**Tarea**
¿Puedes reproducir sin cambios el pasaje del texto sobre la evolución humana que comienza en «O tal vez nuestros» y termina en «que la carne.»?

Y según el antropólogo Richard Wrangham, una vez que nuestros antepasados inventaron la cocción «conducta exclusivamente humana que facilita la digestión de la comida-, desperdiciaron menos energía masticando o aporreando la carne, de suerte que tuvieron más energía disponible para sus cerebros. A la larga, esos cerebros se desarrollaron lo suficiente para tomar la decisión consciente de volverse vegetarianos».
O tal vez nuestros cerebros más grandes se deben a la carga de carbohidratos, según un reciente artículo. Luego que nuestros predecesores inventaron la cocción, los tubérculos y demás plantas ricas en almidón ofrecieron excelentes fuentes de nutrición cerebral, mucho más fáciles de obtener que la carne.
Una enzima de la saliva, llamada amilasa, descompone los carbohidratos en la glucosa que requiere el cerebro. El genetista evolutivo Mark G. Thomas de University College, Londres señala que nuestro ADN contiene numerosas copias del gen de amilasa, lo que sugiere que la enzima y los tubérculos- contribuyeron al crecimiento explosivo del cerebro humano.
¿Acaso el punto de inflexión en la evolución humana ocurrió cuando nuestros antepasados bajaron de los árboles y empezaron a caminar erguidos? Los proponentes de la «hipótesis de la sabana» afirman que el cambio climático provocó esa adaptación. Conforme África empezó a secarse, hace unos tres millones de años, los bosques se redujeron y las sabanas comenzaron a dominar el paisaje.
Eso favoreció a los primates que podían erguirse para mirar sobre la hierba en busca de depredadores, y a los que podían desplazarse con eficacia en terrenos despejados, donde el agua y la comida se encontraban en lugares apartados. En 2009 surgió un impedimento para esta hipótesis con el descubrimiento de Ardipithecus ramidus, homínido que vivió hace 4.4 millones de años en la actual Etiopía. En aquella época, la región era muy húmeda y boscosa; y no obstante, «Ardi» podía caminar en dos piernas.

**Datos recopilados**
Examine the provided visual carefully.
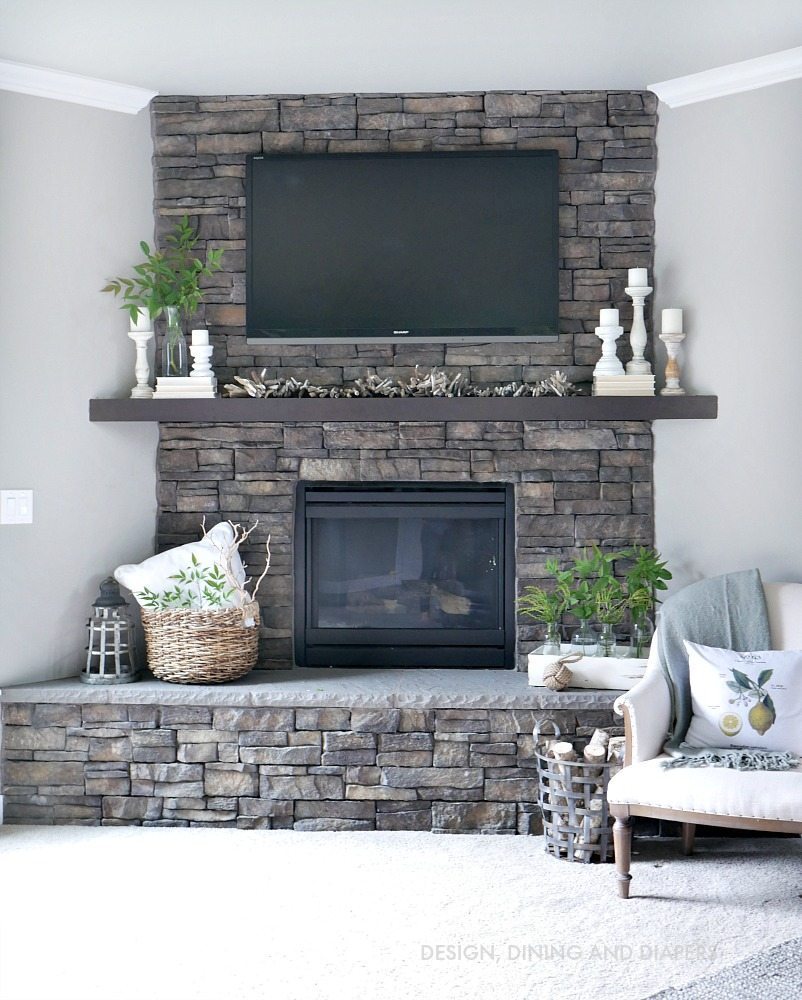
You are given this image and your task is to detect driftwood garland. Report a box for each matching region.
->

**Solución**
O tal vez nuestros cerebros más grandes se deben a la carga de carbohidratos, según un reciente artículo. Luego que nuestros predecesores inventaron la cocción, los tubérculos y demás plantas ricas en almidón ofrecieron excelentes fuentes de nutrición cerebral, mucho más fáciles de obtener que la carne.